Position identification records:
********

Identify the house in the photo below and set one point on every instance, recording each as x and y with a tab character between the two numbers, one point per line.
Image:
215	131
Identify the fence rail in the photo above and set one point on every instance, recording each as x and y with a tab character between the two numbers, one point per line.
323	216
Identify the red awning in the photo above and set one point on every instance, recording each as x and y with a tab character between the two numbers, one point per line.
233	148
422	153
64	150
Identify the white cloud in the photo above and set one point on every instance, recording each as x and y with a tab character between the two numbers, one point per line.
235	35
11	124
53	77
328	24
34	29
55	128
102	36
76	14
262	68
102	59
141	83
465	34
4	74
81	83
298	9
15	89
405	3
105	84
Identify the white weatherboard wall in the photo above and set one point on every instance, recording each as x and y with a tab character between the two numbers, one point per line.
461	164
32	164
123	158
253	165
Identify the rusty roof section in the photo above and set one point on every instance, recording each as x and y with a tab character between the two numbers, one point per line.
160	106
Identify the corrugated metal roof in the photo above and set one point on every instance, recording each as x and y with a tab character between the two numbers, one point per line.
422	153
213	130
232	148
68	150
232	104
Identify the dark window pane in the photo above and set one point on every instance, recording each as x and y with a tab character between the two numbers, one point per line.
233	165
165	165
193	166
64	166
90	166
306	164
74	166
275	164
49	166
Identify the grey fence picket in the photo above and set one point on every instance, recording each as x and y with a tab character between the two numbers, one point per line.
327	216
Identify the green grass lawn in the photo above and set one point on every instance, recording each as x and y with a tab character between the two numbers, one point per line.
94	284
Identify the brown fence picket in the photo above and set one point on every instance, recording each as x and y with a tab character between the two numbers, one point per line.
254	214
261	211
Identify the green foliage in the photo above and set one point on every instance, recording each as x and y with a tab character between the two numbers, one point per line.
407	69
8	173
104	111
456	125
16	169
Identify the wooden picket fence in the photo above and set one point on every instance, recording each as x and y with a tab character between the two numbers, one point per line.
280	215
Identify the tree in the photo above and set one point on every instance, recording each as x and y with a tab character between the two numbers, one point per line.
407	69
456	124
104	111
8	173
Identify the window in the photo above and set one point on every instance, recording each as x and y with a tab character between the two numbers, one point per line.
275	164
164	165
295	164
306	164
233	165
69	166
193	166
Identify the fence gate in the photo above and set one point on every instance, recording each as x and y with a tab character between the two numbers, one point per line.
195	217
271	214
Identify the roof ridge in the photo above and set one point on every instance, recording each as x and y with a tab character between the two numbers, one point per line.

********

__Exercise objective__: Reproduce the material from the line with "Identify the fence gate" through its end, keeping the requests as they are, and shift every coordinate by adding 101 to each number.

__Result__:
Identify the fence gate in the photo above and set one point on every instance, recording each as x and y with a tab character between the two numbers, one point per line.
296	318
372	315
Identify the roof ridge in the photo above and set one point on every instance, recording each as x and y with a tab character between the two numbers, one point per line.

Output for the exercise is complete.